■ EXTRACT TO READ
-- Opening Marker --

The relationship between spawning biomass and recruitment
Spawning biomass is defined as the total mass of sexually mature and active fish in a population. There is a level of recruitment that has to be maintained from one year to the next in order to maintain spawning biomass at a given level. This level of recruitment would offset losses to natural mortality and keep spawning biomass at a static level. The relationship between this level of recruitment and the resultant spawning biomass is the straight line in Fig. 2, and is referred to as the replacement line. From the replacement line it is clear that the amount of recruitment required to maintain various fixed spawning biomass levels is proportional to the desired spawning biomass level, as one would expect.

-- Closing Marker --

■ INFORMATION SUPPLIED
-- Opening Marker --

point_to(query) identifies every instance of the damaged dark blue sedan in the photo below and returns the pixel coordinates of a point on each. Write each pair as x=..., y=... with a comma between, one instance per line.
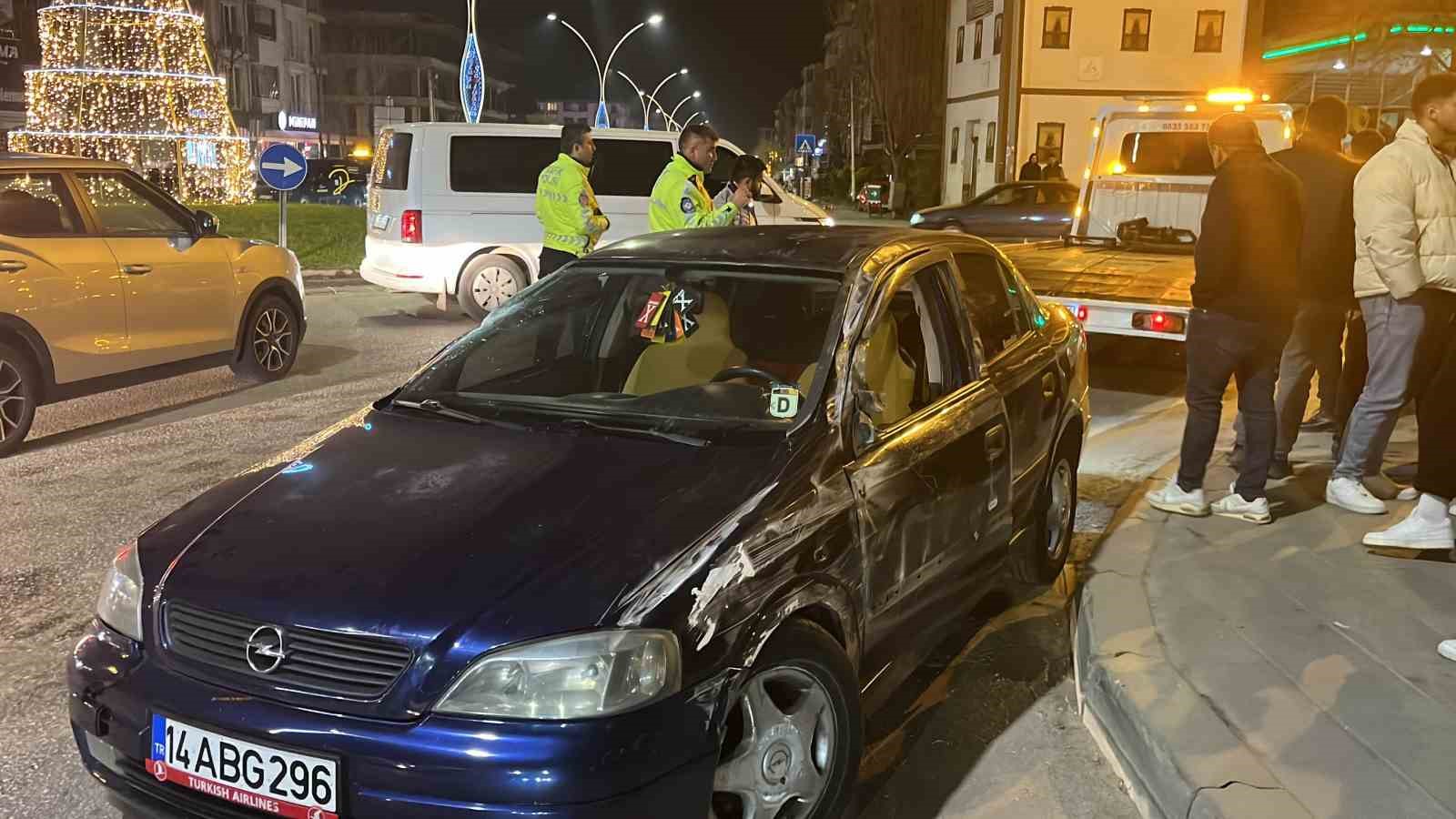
x=647, y=542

-- Closing Marker --

■ EXERCISE TASKS
- 1) Answer these questions about the passage on spawning biomass and recruitment:
(a) What is spawning biomass defined as?
(b) What losses would the maintained level of recruitment offset?
(c) What is the straight line in Fig. 2 called?
- 2) Duplicate the passage on spawning biomass and recruitment from "The relationship between spawning" to "one would expect.".
- 3) State whether each statement agrees with the passage on spawning biomass and recruitment, and quote the words that decide it:
(a) The replacement line in Fig. 2 is curved.
(b) The recruitment needed to maintain a fixed spawning biomass level is proportional to that level.
(c) The maintained level of recruitment would keep spawning biomass at a static level.

■ ANSWERS PER TASK
- 1)
(a) The total mass of sexually mature and active fish in a population.
(b) Losses to natural mortality.
(c) The replacement line.

- 2)
The relationship between spawning biomass and recruitment
Spawning biomass is defined as the total mass of sexually mature and active fish in a population. There is a level of recruitment that has to be maintained from one year to the next in order to maintain spawning biomass at a given level. This level of recruitment would offset losses to natural mortality and keep spawning biomass at a static level. The relationship between this level of recruitment and the resultant spawning biomass is the straight line in Fig. 2, and is referred to as the replacement line. From the replacement line it is clear that the amount of recruitment required to maintain various fixed spawning biomass levels is proportional to the desired spawning biomass level, as one would expect.

- 3)
(a) No: "is the straight line in Fig. 2"
(b) Yes: "the amount of recruitment required to maintain various fixed spawning biomass levels is proportional to the desired spawning biomass level"
(c) Yes: "keep spawning biomass at a static level"